What is needed.
Below is a block of records: output all of them exactly and leave out the pictures.

Photo-based referring expression data.

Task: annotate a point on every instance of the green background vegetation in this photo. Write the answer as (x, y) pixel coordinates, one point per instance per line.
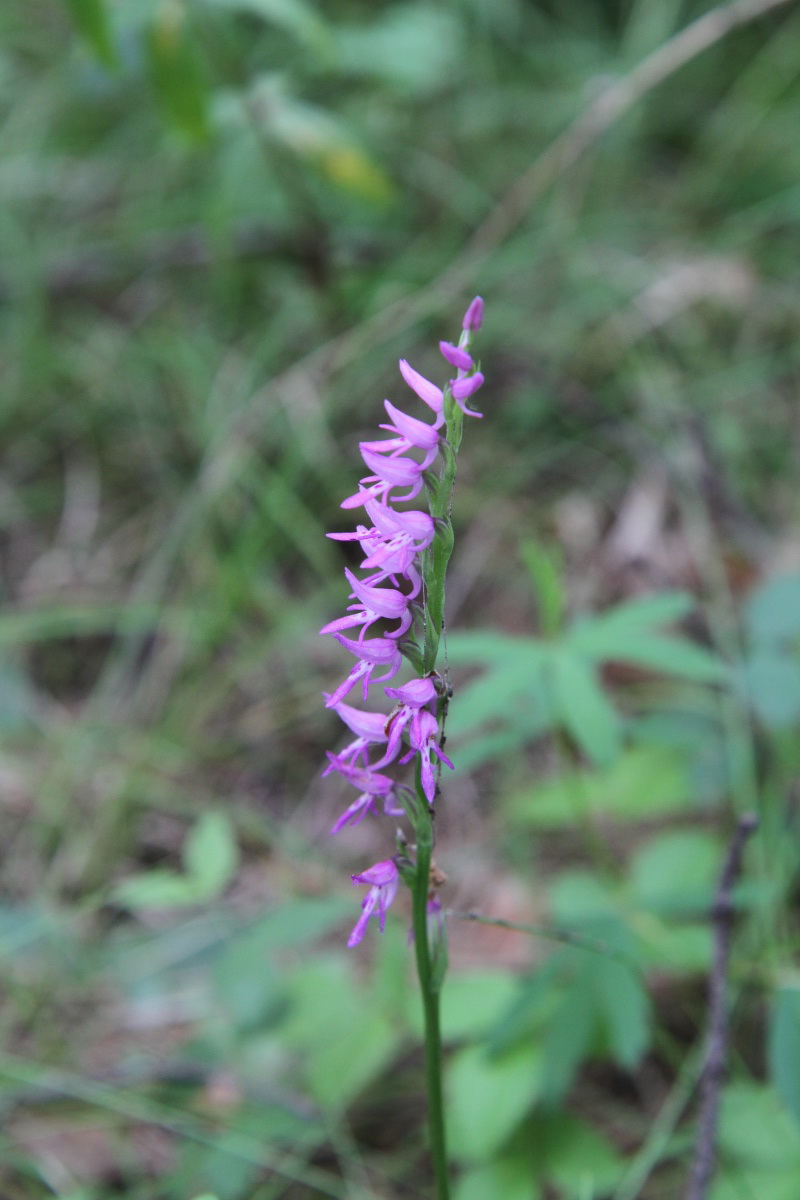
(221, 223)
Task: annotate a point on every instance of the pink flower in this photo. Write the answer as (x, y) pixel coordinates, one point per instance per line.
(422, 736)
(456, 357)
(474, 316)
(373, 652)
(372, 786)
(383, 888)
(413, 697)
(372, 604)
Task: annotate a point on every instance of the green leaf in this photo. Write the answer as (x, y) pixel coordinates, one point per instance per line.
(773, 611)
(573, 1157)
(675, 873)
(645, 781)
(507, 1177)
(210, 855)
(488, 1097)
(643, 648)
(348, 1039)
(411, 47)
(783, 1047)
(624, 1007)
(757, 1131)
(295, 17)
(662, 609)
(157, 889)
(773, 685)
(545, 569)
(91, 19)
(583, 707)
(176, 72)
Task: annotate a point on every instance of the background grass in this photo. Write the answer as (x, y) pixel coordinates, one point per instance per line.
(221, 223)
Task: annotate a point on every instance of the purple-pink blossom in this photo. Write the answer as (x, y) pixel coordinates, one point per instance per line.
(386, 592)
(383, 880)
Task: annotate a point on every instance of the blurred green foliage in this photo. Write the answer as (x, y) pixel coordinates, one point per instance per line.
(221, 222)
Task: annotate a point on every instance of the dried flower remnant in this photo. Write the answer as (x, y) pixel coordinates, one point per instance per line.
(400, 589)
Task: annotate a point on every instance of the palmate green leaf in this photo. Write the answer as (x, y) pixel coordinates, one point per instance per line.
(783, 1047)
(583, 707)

Answer for this exercise.
Task: annotate a point on every instance of the green background vegetation in this photo. Write the answer as (x, y) pixel coordinates, one point per instance per line.
(221, 223)
Task: annotate a point on every instance of the pink flower in this photo. Write the answer as (x, y) pixel coordinates, one point per instance per line.
(422, 736)
(456, 357)
(474, 316)
(373, 652)
(372, 786)
(383, 888)
(413, 697)
(372, 604)
Task: annotate a point on every instance of the green leaf in this photo. Write the answer as (x, y) pixel coordinates, one point per instance per line.
(773, 611)
(573, 1157)
(675, 873)
(645, 781)
(507, 1177)
(210, 855)
(488, 1097)
(643, 648)
(348, 1039)
(411, 47)
(783, 1047)
(624, 1007)
(757, 1131)
(295, 17)
(662, 609)
(157, 889)
(773, 685)
(545, 569)
(91, 19)
(583, 707)
(176, 72)
Task: annotate a point on every instance of the background grass in this photo. Write the answer as (x, y) pixel coordinates, one point per instance per line.
(221, 223)
Task: annotate a point on every instance of the purple-pink blossom in this photo. Write the answer as (x, y) pixel coordinates, one point per instance per line.
(386, 592)
(383, 880)
Task: annotate a point on every instance of the blurred green foliage in this photo. Write the answer as (x, y) pixel coordinates, one point per instance per line.
(221, 222)
Task: annotate a point on every instance of the dried flower remnant in this photo. Write the answer as (x, y) pixel coordinates, one point per instance per line.
(400, 589)
Task: annotate a point on every instance of the palmate green leaf in this photo. Write the answer as (x, y) pixel coordinates, one point per instance per line.
(783, 1047)
(583, 707)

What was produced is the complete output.